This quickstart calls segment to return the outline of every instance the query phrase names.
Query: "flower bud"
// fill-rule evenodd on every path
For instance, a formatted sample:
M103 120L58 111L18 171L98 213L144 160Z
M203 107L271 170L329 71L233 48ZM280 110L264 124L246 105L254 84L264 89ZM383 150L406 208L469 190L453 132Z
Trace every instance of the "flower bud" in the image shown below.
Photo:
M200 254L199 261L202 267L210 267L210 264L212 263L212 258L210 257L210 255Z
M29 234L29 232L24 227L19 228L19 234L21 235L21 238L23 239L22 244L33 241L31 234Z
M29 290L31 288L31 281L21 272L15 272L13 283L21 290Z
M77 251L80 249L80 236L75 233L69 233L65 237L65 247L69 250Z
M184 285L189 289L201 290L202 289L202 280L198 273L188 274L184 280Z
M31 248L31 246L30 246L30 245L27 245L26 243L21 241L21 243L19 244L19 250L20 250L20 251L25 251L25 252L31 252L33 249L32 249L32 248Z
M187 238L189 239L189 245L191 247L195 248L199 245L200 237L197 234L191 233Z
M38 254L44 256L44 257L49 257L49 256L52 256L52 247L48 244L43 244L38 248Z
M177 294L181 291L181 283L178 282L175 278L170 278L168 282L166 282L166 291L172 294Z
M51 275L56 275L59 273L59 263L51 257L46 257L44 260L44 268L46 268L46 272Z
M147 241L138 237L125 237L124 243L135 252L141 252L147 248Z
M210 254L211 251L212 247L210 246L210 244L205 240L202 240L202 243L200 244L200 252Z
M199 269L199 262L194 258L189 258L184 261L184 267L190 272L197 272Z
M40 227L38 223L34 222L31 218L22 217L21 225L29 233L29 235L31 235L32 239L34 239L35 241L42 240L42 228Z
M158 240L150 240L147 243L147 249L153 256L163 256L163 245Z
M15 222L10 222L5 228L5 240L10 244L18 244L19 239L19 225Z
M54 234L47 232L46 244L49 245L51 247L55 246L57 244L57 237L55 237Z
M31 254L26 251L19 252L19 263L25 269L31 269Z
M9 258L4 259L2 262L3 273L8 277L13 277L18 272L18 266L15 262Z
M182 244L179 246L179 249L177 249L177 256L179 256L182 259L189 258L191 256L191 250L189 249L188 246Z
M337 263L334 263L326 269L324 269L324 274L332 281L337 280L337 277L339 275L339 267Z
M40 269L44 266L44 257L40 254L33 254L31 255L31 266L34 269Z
● ● ●
## Task brief
Edit the listing above so that "flower bud" becomes "rose bud" everywhere it occurs, keeping every other line unchanged.

## Answer to this problem
This quickstart calls segment to return the outline of every instance the query phrase names.
Query: "rose bud"
// fill-rule evenodd on every path
For instance, a formatted sample:
M103 120L58 111L18 171L98 213L144 160Z
M203 107L271 170L329 71L233 48ZM280 110L264 124L246 105L254 84L264 89ZM383 150L406 208L469 190L453 132Z
Trace every instance of the "rose bud" in the image shown below.
Photo:
M200 254L199 261L202 267L210 267L210 264L212 263L212 258L210 257L210 255Z
M29 234L29 232L24 227L19 228L19 234L21 235L21 238L23 239L22 244L33 241L31 234Z
M29 290L31 288L31 281L21 272L15 272L13 283L21 290Z
M77 251L80 249L80 236L75 233L69 233L65 237L65 247L69 250Z
M184 285L189 289L201 290L202 289L202 280L198 273L188 274L184 280Z
M31 248L31 246L30 246L30 245L27 245L26 243L21 241L21 243L19 244L19 250L20 250L20 251L25 251L25 252L31 252L33 249L32 249L32 248Z
M187 238L189 239L189 245L191 247L195 248L199 245L200 237L197 234L191 233Z
M38 254L44 256L44 257L49 257L49 256L52 256L52 247L48 244L43 244L38 248Z
M177 294L181 291L181 283L178 282L175 278L170 278L168 282L166 282L166 291L172 294Z
M51 275L56 275L59 273L59 263L51 257L46 257L44 260L44 268L46 268L46 272Z
M147 241L138 237L125 237L124 243L135 252L141 252L147 248Z
M210 254L211 251L212 247L210 246L210 244L205 240L202 240L202 243L200 244L200 252Z
M199 269L199 262L194 258L189 258L184 261L184 267L190 272L197 272Z
M40 227L38 223L34 222L31 218L22 217L21 225L29 233L29 235L31 235L32 239L34 239L35 241L42 240L42 228Z
M158 240L150 240L147 243L147 249L153 256L163 256L163 245Z
M15 222L10 222L5 228L5 240L10 244L18 244L19 239L19 225Z
M54 234L47 232L46 244L49 245L51 247L55 246L57 244L57 237L55 237Z
M31 254L26 251L19 252L19 263L25 269L31 269Z
M9 258L4 259L2 262L3 273L8 277L13 277L18 272L18 266L15 262Z
M182 244L179 246L179 249L177 249L177 256L179 256L182 259L189 258L191 256L191 250L189 249L188 246Z
M337 263L334 263L326 269L324 269L324 274L332 281L337 280L337 277L339 275L339 267Z
M40 269L44 266L44 257L40 254L33 254L31 255L31 266L34 269Z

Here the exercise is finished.